**DOCUMENT**:
▼

### IMPORTATION DES LIBRAIRIES ###

In [None]:
import re
import nltk
import spacy
import gensim
import pandas as pd
from pprint import pprint
from neattext import functions
from wordcloud import WordCloud
from transformers import pipeline
from nltk.corpus import stopwords
from nltk.sentiment.vader import SentimentIntensityAnalyzer
from transformers import AutoTokenizer, AutoModelForSequenceClassification

In [None]:
# nltk.download('stopwords')
# nltk.download('punkt')
# nltk.download('vader_lexicon')
# ! python -m spacy download fr_core_news_sm
# ! pip install pyLDAvis
# ! pip install bertopic
# ! pip install neattext

### RECUPERATION DES DONNEES ###

In [None]:
dataset = pd.read_csv("./Samples/dataset_police_nationale.csv")

### TRAITEMENT DES DONNEES

In [None]:
# Fonction de récupération des dates d'au plus 2 ans
def select_dates():
    dataset["Dates"] = dataset["Dates"].apply(lambda date: date.replace("un", "1"))
    indices_to_keep = []
    indices_to_remove = []
    
    for indice in range(len(dataset["Dates"])):
        if "jours" in dataset["Dates"][indice] or "semaine" in dataset["Dates"][indice] or "mois" in dataset["Dates"][indice]:
            indices_to_keep.append(indice)
        elif "1 an" in dataset["Dates"][indice] or "2 ans" in dataset["Dates"][indice]:
            indices_to_keep.append(indice)
            
    for elt in range(len(dataset)):
        if elt not in indices_to_keep:
            indices_to_remove.append(elt)
            
    dataset.drop(indices_to_remove, axis=0, inplace=True)
    dataset.reset_index(drop=True, inplace=True)
    
    return dataset

In [None]:
# Fonction de nettoyage des données
def clean_avis(avis):
    stop_words = set(stopwords.words('french')) # Charger les mots vides (stop words)
    stop_words.update(["tout", "er", "a", "h", "bien"])
    stop_words.update(stopwords.words('english'))
    cleaned_avis = functions.remove_emojis(avis)
    cleaned_avis = re.sub(r'\W+', ' ', cleaned_avis.lower())  # Supprimer les caractères non alphabétiques et convertir en minuscules
    cleaned_avis = re.sub(r'\d+', '', cleaned_avis)  # Supprimer les chiffres
    cleaned_avis = ' '.join([word for word in cleaned_avis.split() if word not in stop_words])  # Supprimer les mots vides
    return cleaned_avis

In [None]:
# Sélectionner les données dont les dates n'excèdent pas 2 ans
dataset = select_dates()

# Nettoyer les avis du jeu de données
dataset["Processing"] = dataset["Avis"].apply(clean_avis)

# Tokenisation des avis
dataset["Processing"] = dataset["Processing"].apply(nltk.word_tokenize)

▲

**DONNÉES FOURNIES**:
▼

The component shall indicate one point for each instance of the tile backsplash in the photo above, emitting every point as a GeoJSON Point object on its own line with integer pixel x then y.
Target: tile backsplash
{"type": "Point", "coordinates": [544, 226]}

▲

**PROBLÈME POSÉ 1**:
Dans le document sur l'analyse des avis, quel fichier CSV est chargé avec pd.read_csv ?
**PROBLÈME POSÉ 2**:
Poursuivez le document sur l'analyse des avis à partir de l'étape de tokenisation qui le termine.
Les lignes ne jouent aucun rôle ici.

**RÉSULTAT FINAL 1**:
"./Samples/dataset_police_nationale.csv"

**RÉSULTAT FINAL 2**:
### MODELE CAMEMBERT ###

In [None]:
# Modèle CamemBert

analyzer = pipeline(
    task='text-classification',
    model="cmarkea/distilcamembert-base-sentiment",
    tokenizer="cmarkea/distilcamembert-base-sentiment"
)

comments_list = [dataset["Avis"][elt] for elt in range(len(dataset["Avis"]))]

avis_list = []

# N'autoriser que 510 caractères par avis
for index in range(len(comments_list)):
    if len(comments_list[index]) > 510:
        phrase = f"{comments_list[index][:510]}"
    else:
        phrase = f"{comments_list[index]}"

    resultat = analyzer(
        phrase,
        return_all_scores=True
    )

    avis_list.append(resultat)

In [None]:
# Création des labels
score_list = []
labels_list = []
for index in range(len(avis_list)):
    for dict_list in avis_list[index]:
        for elt in dict_list:
            score_list.append(elt["score"])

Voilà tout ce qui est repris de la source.